> Document text
%%

It's known that the Fisher-Yates shuffle is unbiased as long as the underlying random number generator (RNG) is unbiased.

To shuffle an array a of n elements:
  for i from n − 1 downto 1 do
       j ← random integer with 0 ≤ j ≤ i
       exchange a[j] and a[i]

But what if the RNG is biased (but fast)?

Suppose I want to produce many random permutations of an array of 25 elements. If I use the Fisher-Yates algorithm with a biased RNG, then my permutation will be biased, but I believe this assumes that the 25-element array starts from the same state before each application of the shuffle algorithm. One problem, for example, is if the RNG only has a period of 2^32 ~ 10^9 we can not produce every possible permutation of the 25 elements because this is 25! ~ 10^25 permutations.

My general question is, if I leave the shuffled elements shuffled before starting each new application of the Fisher-Yates shuffle, would this reduce the bias and/or allow the algorithm to produce every permutation?

My guess is it would generally produce better results, but it seems like if the array being repeatedly shuffled had a number of elements that was related to the underlying RNG that the permutations could actually repeat more often than expected.

%%

> Required tasks
A. In the text about the Fisher-Yates shuffle, how many elements does the array the writer wants to permute have?
B. Write the next part of the Fisher-Yates shuffle text, picking up after its final sentence.
The records have no connection to the text about the Fisher-Yates shuffle.

(Items from a data source)
%%

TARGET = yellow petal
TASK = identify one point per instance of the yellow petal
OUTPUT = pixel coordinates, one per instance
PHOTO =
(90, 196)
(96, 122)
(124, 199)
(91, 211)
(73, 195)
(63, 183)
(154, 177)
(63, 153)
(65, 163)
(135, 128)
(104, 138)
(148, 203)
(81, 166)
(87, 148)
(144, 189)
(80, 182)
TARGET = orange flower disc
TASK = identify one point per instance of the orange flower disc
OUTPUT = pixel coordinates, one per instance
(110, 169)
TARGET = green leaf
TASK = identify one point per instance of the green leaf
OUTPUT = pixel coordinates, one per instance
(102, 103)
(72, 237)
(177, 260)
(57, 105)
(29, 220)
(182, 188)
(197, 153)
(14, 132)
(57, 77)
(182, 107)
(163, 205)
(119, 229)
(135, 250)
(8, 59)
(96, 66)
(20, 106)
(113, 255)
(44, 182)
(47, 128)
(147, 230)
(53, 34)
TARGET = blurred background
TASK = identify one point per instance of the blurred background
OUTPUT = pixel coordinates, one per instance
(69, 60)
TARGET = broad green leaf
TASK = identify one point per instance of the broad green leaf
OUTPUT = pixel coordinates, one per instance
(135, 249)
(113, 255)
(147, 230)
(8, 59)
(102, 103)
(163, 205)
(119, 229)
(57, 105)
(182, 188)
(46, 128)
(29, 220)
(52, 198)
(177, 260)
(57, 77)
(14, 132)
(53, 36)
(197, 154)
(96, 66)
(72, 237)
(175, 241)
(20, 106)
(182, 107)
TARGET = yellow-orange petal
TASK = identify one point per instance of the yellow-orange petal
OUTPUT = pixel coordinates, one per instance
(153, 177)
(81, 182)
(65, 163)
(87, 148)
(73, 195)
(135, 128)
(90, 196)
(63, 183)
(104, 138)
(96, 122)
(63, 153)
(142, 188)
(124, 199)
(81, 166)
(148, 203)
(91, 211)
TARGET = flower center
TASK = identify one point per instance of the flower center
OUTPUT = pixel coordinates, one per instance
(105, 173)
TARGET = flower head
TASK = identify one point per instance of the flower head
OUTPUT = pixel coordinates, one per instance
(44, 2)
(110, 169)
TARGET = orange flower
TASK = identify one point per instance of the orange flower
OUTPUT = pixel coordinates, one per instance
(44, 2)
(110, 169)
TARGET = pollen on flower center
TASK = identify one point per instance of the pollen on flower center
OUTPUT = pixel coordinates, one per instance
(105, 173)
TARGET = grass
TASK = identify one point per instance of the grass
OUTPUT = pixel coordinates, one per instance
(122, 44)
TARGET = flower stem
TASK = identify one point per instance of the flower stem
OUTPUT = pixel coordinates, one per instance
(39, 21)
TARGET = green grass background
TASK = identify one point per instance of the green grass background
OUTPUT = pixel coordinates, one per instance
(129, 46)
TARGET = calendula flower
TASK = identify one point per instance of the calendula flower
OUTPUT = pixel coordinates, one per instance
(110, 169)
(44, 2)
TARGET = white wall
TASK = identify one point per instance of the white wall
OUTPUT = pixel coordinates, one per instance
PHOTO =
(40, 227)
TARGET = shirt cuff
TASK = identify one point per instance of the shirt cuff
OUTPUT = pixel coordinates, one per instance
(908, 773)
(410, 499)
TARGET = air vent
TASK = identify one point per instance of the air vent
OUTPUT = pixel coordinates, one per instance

%%

> Answers to the exercises
A. 25 elements.

B.
Does anyone know of any research that addresses this?

As a sub-question, what if I only want repeated permutations of 5 of the 25 elements in the array, so I use the Fisher-Yates algorithm to select 5 elements and stop before doing a full shuffle? (I use the 5 elements on the end of the array that got swapped.) Then I start over using the previous partially shuffled 25-element array to select another permutation of 5. Again, it seems like this would be better than starting from the original 25-element array if the underlying RNG had a bias. Any thoughts on this?

I think it would be easier to test the partial shuffle case since there are only 6,375,600 possible permutations of 5 out of 25 elements, so are there any simple tests to use to check for biases?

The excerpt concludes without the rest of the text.